**Available data**
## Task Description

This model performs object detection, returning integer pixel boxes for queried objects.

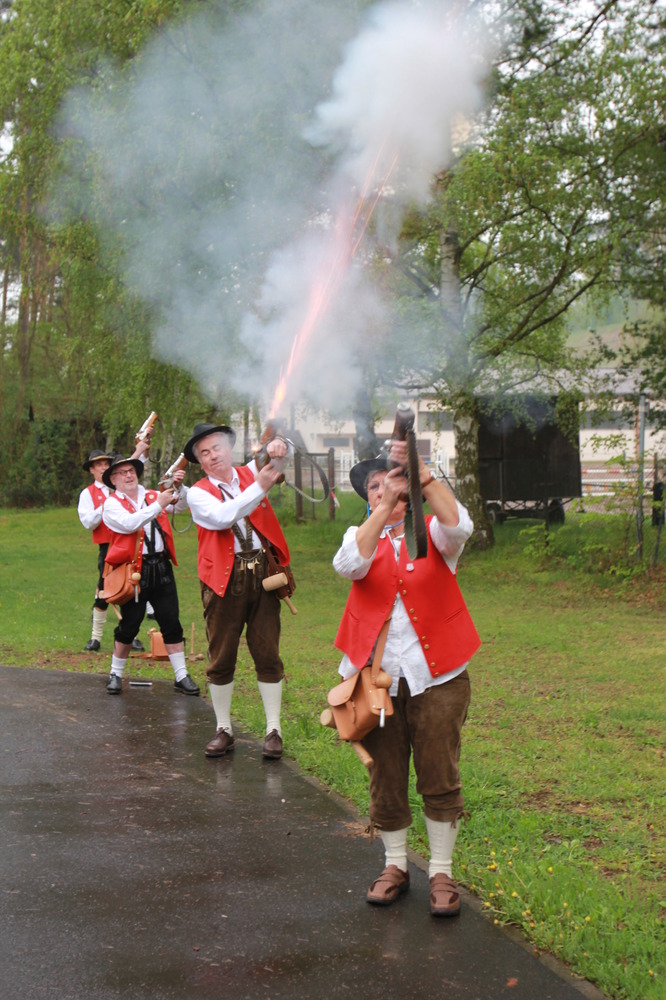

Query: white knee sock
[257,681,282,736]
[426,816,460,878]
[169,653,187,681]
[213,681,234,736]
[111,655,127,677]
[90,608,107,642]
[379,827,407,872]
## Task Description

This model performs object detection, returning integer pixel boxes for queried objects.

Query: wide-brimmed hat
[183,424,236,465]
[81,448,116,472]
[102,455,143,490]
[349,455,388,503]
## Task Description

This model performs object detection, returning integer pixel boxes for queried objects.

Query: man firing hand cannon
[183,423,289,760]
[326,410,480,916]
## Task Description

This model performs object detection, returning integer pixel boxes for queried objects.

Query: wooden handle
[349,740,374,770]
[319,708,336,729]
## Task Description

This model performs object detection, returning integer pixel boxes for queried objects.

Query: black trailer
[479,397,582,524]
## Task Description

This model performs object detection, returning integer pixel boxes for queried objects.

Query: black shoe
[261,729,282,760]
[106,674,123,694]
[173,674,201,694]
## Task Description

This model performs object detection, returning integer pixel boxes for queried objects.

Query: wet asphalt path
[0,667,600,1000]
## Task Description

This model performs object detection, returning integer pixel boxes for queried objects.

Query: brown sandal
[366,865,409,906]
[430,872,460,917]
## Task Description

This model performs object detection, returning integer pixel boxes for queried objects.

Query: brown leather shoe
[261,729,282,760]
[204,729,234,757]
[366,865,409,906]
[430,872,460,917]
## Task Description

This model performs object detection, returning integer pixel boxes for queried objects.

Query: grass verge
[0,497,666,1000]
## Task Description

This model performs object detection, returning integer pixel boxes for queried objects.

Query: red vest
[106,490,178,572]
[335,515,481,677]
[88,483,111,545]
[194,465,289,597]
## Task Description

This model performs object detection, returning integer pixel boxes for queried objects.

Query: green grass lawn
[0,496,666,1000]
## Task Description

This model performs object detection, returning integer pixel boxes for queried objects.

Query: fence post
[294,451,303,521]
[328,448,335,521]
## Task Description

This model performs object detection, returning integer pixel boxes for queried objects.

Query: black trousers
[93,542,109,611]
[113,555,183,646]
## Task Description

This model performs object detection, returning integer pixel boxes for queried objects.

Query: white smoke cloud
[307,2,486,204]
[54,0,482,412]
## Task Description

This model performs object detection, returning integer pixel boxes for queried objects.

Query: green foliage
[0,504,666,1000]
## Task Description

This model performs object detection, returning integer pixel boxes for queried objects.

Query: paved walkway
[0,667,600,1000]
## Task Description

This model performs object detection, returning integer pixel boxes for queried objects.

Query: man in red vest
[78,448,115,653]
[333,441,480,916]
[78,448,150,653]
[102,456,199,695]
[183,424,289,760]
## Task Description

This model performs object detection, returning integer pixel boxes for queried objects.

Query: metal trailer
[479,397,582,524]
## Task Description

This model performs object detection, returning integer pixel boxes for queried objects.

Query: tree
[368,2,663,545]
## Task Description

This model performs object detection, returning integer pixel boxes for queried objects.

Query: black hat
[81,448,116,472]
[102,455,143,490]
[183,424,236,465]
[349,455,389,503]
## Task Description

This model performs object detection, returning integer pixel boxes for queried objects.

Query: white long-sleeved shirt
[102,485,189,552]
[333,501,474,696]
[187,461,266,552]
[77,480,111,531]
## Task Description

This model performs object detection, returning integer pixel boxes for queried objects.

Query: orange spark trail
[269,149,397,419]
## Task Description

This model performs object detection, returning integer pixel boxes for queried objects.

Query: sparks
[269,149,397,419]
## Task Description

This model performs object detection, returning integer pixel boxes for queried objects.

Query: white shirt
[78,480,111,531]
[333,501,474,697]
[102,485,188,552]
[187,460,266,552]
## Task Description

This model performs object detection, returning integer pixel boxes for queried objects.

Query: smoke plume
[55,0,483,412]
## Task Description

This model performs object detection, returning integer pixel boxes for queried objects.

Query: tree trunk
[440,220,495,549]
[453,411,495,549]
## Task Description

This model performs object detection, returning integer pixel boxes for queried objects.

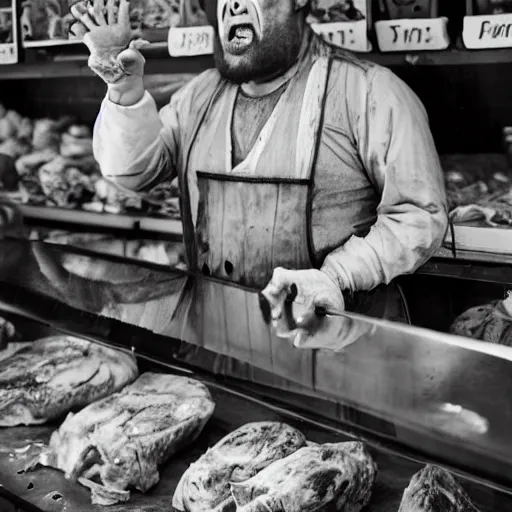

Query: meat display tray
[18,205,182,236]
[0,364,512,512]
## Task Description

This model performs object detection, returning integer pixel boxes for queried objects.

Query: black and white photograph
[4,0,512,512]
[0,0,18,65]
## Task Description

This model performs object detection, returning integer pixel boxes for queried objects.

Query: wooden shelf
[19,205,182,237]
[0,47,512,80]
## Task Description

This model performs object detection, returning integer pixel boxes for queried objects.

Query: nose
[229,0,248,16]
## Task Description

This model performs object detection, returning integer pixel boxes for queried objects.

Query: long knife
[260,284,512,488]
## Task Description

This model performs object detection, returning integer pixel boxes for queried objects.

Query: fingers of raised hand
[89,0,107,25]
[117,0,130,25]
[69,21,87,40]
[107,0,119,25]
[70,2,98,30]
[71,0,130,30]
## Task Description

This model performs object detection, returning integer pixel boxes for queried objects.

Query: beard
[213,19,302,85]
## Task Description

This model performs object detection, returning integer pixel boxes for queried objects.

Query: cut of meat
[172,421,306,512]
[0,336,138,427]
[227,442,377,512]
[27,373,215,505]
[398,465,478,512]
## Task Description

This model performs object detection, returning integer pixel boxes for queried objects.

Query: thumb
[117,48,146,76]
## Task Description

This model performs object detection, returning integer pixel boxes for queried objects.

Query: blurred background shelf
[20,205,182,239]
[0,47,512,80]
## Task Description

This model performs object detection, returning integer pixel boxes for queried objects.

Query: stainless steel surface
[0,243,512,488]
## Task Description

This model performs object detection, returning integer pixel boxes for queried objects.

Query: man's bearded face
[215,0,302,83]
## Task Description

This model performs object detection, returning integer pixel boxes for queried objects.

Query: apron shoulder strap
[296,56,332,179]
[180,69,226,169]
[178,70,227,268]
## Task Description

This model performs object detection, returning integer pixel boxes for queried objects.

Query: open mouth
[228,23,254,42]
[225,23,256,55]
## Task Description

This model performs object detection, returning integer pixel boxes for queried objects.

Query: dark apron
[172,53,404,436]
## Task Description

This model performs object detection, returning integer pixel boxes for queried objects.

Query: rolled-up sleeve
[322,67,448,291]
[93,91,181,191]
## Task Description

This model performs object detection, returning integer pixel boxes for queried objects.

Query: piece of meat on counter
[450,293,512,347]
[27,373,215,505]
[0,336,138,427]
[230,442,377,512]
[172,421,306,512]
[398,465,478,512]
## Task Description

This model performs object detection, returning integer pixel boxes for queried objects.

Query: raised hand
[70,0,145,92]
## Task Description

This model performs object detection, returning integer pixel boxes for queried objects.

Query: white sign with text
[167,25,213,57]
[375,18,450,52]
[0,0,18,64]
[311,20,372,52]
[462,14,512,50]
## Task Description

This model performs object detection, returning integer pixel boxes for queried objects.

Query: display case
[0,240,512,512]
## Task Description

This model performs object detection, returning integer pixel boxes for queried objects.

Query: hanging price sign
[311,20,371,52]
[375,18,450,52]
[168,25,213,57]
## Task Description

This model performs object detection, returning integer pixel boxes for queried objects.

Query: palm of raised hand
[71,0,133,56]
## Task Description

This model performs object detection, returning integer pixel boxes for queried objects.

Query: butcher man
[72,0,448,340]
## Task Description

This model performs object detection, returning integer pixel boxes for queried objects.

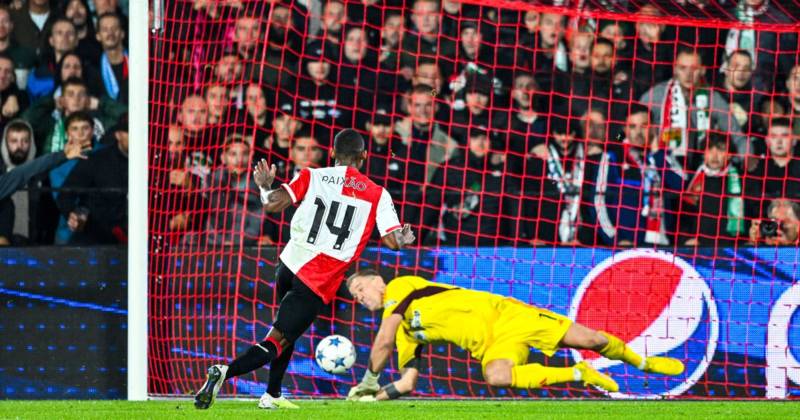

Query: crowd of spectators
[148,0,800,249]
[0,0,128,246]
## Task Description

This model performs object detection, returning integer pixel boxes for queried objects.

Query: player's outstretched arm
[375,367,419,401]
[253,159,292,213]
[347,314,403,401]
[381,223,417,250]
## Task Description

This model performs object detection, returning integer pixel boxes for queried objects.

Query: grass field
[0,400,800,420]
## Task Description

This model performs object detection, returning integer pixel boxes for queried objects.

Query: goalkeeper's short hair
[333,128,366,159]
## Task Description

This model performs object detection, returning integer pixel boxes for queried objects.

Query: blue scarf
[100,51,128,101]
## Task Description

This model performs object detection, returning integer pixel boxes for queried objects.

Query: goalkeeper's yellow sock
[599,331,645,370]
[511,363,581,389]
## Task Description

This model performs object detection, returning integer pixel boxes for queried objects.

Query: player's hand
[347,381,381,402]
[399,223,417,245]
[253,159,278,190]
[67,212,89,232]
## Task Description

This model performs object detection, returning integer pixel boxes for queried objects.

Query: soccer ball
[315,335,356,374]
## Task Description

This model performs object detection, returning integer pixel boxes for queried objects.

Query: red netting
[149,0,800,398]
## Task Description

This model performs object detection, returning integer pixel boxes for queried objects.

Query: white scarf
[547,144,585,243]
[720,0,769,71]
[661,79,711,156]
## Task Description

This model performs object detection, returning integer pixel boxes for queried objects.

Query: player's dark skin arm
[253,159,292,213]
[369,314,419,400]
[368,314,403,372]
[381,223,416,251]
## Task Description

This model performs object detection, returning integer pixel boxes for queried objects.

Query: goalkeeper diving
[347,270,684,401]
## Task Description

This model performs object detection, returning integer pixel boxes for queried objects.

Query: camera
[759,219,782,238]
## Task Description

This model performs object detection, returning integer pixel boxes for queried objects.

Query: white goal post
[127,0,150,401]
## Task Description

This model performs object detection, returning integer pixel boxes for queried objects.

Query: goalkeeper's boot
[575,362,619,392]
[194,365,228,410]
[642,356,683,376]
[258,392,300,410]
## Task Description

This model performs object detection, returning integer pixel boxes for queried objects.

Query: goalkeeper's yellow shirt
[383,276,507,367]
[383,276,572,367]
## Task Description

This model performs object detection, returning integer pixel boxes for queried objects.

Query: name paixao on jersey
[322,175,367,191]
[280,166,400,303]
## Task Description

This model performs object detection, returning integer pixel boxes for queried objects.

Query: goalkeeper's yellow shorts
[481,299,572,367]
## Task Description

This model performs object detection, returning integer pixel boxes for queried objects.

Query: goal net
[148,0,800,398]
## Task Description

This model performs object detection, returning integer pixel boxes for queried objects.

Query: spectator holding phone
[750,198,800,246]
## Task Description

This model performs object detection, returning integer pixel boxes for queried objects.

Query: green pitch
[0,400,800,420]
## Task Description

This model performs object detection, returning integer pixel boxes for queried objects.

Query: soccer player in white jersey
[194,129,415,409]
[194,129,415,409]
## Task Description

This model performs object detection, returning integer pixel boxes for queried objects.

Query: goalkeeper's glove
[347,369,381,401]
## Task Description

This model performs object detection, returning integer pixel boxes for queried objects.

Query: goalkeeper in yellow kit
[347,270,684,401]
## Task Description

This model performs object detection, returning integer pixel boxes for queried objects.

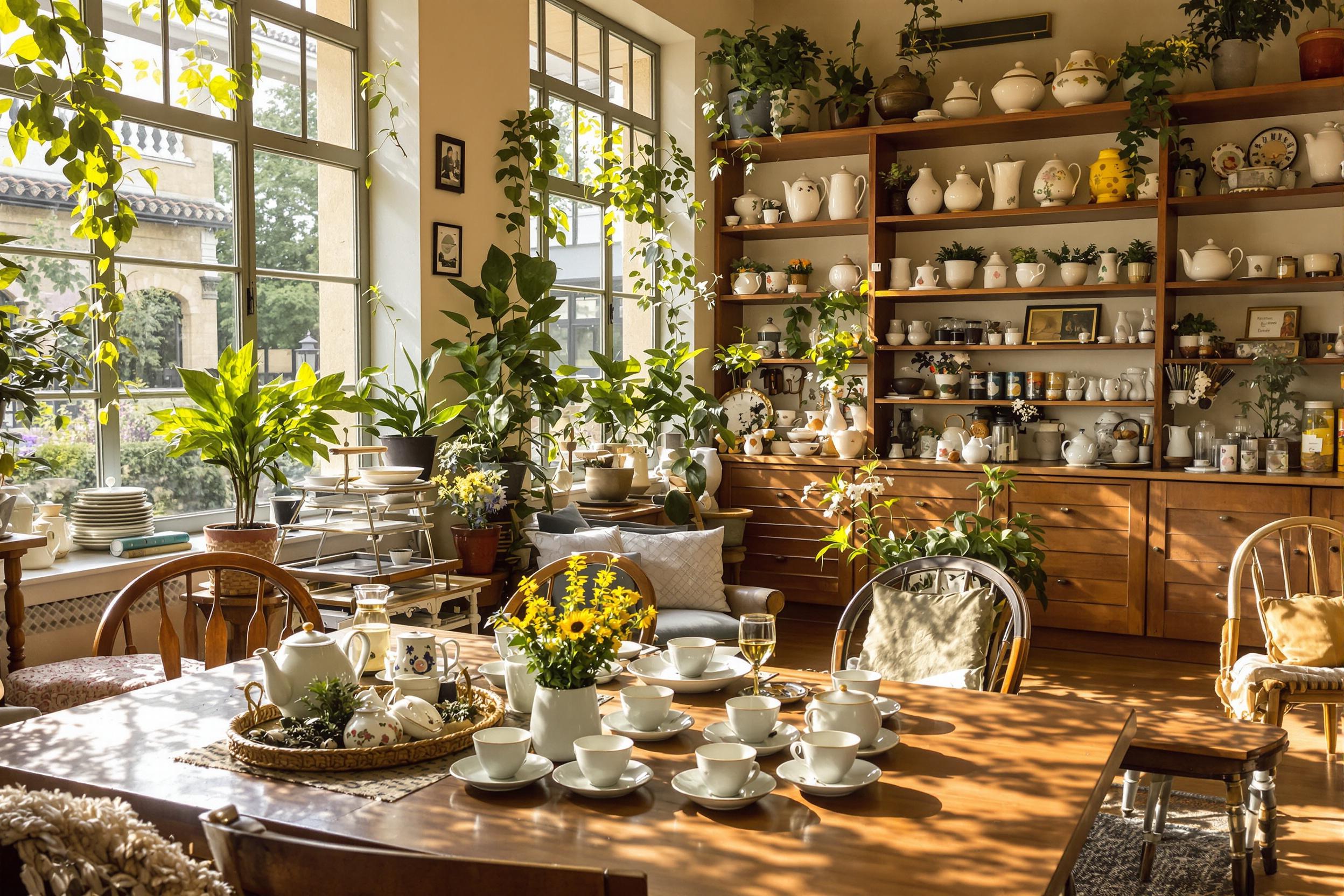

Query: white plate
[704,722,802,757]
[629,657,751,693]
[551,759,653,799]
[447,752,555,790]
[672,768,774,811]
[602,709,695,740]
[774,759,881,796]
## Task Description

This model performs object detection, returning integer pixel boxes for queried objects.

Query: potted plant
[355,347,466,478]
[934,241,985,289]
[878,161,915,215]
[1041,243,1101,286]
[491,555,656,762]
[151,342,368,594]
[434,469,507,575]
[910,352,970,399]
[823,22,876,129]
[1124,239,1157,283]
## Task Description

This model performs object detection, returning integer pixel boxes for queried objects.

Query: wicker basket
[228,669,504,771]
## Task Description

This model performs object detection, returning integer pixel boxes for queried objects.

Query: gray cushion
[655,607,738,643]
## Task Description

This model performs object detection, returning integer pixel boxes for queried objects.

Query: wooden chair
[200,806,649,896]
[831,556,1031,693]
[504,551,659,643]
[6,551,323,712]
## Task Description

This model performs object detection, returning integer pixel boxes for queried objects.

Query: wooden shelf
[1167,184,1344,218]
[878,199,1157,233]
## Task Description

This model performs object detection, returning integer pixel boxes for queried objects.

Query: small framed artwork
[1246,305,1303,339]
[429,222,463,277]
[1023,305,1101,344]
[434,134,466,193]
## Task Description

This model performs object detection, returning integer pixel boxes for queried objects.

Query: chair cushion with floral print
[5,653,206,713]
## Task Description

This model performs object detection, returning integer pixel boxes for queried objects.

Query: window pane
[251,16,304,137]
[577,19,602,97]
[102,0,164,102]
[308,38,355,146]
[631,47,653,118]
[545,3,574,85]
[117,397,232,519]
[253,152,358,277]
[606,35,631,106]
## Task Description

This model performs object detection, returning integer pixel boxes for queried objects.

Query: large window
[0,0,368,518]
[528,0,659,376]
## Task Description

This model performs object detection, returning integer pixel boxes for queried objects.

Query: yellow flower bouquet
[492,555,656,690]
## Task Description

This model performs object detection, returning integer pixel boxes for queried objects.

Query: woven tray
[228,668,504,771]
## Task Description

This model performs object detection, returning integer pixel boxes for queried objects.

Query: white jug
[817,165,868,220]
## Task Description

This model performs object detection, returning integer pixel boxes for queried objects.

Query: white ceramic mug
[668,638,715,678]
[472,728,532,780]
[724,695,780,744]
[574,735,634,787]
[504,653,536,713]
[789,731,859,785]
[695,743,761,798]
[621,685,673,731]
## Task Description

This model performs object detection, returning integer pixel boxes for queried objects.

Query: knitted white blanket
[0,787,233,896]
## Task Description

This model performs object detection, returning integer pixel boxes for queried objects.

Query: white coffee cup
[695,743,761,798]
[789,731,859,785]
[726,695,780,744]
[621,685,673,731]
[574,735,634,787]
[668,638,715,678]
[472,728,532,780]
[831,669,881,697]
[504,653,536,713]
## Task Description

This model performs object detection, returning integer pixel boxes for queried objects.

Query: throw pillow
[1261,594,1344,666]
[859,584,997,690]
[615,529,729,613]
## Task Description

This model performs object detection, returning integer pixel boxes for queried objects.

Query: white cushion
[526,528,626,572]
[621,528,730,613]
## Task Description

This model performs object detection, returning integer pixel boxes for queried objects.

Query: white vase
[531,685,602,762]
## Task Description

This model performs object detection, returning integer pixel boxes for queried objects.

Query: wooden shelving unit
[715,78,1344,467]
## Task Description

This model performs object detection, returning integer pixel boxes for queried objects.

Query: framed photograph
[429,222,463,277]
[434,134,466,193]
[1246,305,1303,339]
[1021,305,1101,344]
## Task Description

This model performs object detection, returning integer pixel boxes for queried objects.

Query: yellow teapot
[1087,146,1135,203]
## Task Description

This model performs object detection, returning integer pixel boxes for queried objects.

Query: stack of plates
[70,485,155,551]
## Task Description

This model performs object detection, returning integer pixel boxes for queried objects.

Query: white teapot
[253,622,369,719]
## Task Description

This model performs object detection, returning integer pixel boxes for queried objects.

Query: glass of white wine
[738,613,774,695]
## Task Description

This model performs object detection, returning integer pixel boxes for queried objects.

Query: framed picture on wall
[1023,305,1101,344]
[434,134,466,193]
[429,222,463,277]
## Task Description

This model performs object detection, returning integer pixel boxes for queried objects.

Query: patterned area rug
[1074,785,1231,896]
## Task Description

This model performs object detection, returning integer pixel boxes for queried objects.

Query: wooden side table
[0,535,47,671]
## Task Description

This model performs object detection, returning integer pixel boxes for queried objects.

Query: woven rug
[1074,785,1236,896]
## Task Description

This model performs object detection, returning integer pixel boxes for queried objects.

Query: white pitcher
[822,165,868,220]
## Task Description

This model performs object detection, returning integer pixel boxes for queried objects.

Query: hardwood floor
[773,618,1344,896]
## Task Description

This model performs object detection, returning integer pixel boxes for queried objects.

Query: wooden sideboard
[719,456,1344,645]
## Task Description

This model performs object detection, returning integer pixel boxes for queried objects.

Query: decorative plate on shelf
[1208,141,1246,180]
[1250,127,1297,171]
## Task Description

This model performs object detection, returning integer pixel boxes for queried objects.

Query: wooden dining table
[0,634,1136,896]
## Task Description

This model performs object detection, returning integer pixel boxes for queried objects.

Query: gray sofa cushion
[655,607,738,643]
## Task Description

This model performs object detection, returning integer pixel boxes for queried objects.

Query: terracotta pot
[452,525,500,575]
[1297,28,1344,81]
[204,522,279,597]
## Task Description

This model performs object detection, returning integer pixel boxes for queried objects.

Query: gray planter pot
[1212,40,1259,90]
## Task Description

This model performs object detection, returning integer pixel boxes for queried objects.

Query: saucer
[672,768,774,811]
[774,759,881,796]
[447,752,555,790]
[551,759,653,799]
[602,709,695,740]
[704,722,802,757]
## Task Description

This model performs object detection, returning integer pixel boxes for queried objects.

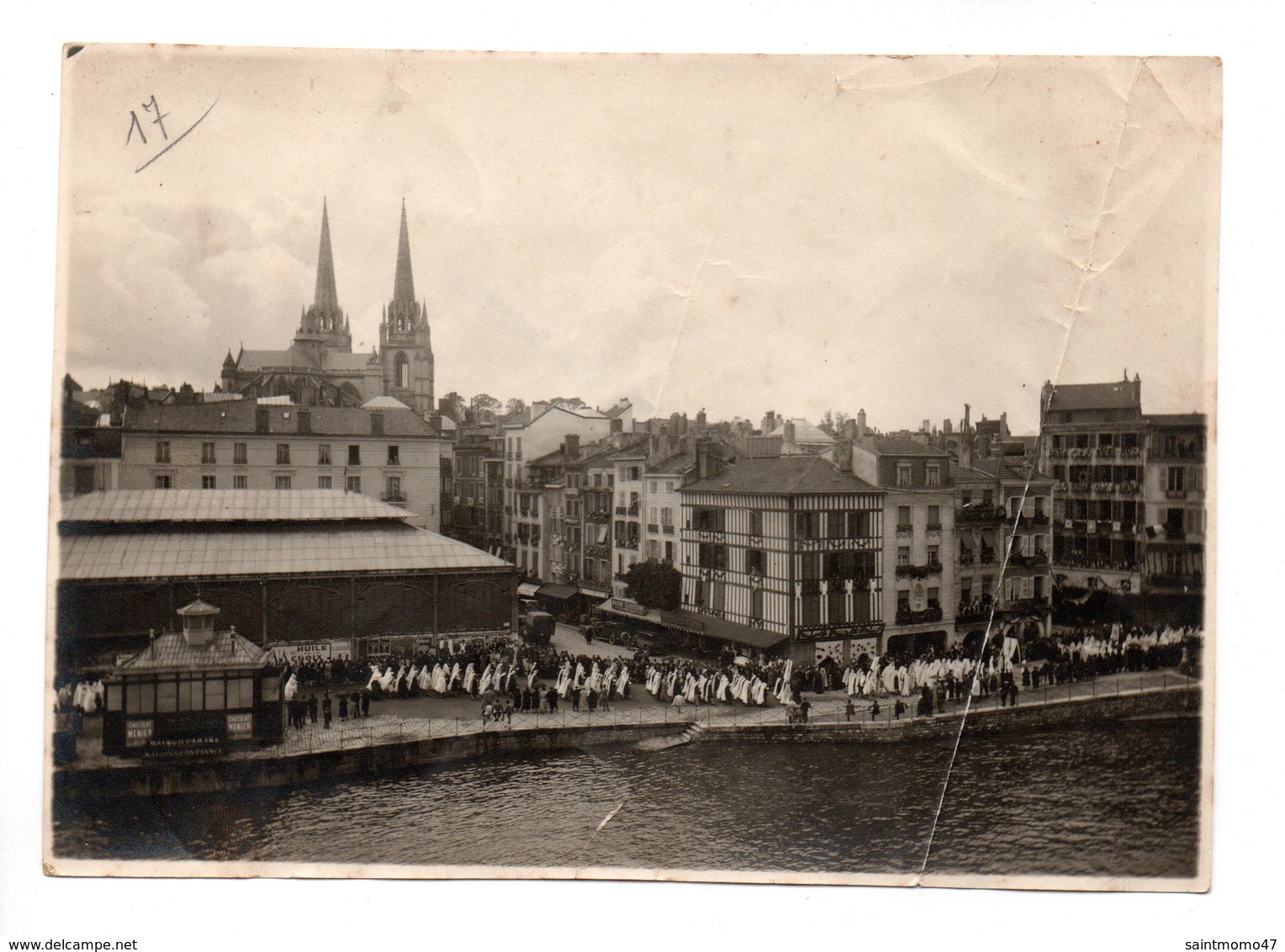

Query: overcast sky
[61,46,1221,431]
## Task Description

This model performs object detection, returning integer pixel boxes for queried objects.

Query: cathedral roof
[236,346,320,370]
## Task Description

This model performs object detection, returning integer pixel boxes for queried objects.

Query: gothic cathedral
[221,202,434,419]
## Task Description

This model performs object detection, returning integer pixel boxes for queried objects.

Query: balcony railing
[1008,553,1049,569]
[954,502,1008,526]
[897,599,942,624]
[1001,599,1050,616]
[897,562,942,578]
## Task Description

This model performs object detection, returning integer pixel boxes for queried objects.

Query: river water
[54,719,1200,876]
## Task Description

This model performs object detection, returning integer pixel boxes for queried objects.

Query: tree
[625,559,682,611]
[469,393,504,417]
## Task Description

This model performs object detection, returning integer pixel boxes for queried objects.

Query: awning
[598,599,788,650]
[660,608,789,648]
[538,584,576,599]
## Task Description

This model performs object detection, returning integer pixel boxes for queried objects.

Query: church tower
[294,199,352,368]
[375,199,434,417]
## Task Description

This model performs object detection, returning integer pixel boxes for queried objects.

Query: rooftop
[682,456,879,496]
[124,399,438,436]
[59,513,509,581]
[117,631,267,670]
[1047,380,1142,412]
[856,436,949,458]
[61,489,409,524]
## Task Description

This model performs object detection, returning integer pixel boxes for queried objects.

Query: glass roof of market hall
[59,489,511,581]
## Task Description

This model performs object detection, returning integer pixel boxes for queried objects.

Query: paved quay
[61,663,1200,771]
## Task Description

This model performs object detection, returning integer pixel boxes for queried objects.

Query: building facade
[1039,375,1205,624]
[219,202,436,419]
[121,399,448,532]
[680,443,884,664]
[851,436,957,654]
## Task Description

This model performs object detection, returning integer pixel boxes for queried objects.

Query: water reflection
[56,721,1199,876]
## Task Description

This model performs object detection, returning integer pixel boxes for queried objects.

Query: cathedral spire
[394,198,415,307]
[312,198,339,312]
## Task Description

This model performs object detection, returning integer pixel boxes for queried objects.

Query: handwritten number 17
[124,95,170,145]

**Aim**
Reproduce the data verbatim, starting at the first line and ending at the line that contains "[349,455,388,503]", both included. Leave the pictures out of your answer.

**Exercise answer**
## Task Description

This model performs object detection, returning integer pixel boxes for queried objects.


Query: white knee sock
[257,681,282,736]
[426,816,460,878]
[169,653,187,681]
[213,681,234,736]
[111,655,127,677]
[90,608,107,642]
[379,827,407,872]
## Task Description

This model performs object detection, returning integer pixel boxes for queried objects.

Query: wide-brimmed hat
[183,424,236,465]
[81,448,116,472]
[102,455,143,490]
[349,455,388,503]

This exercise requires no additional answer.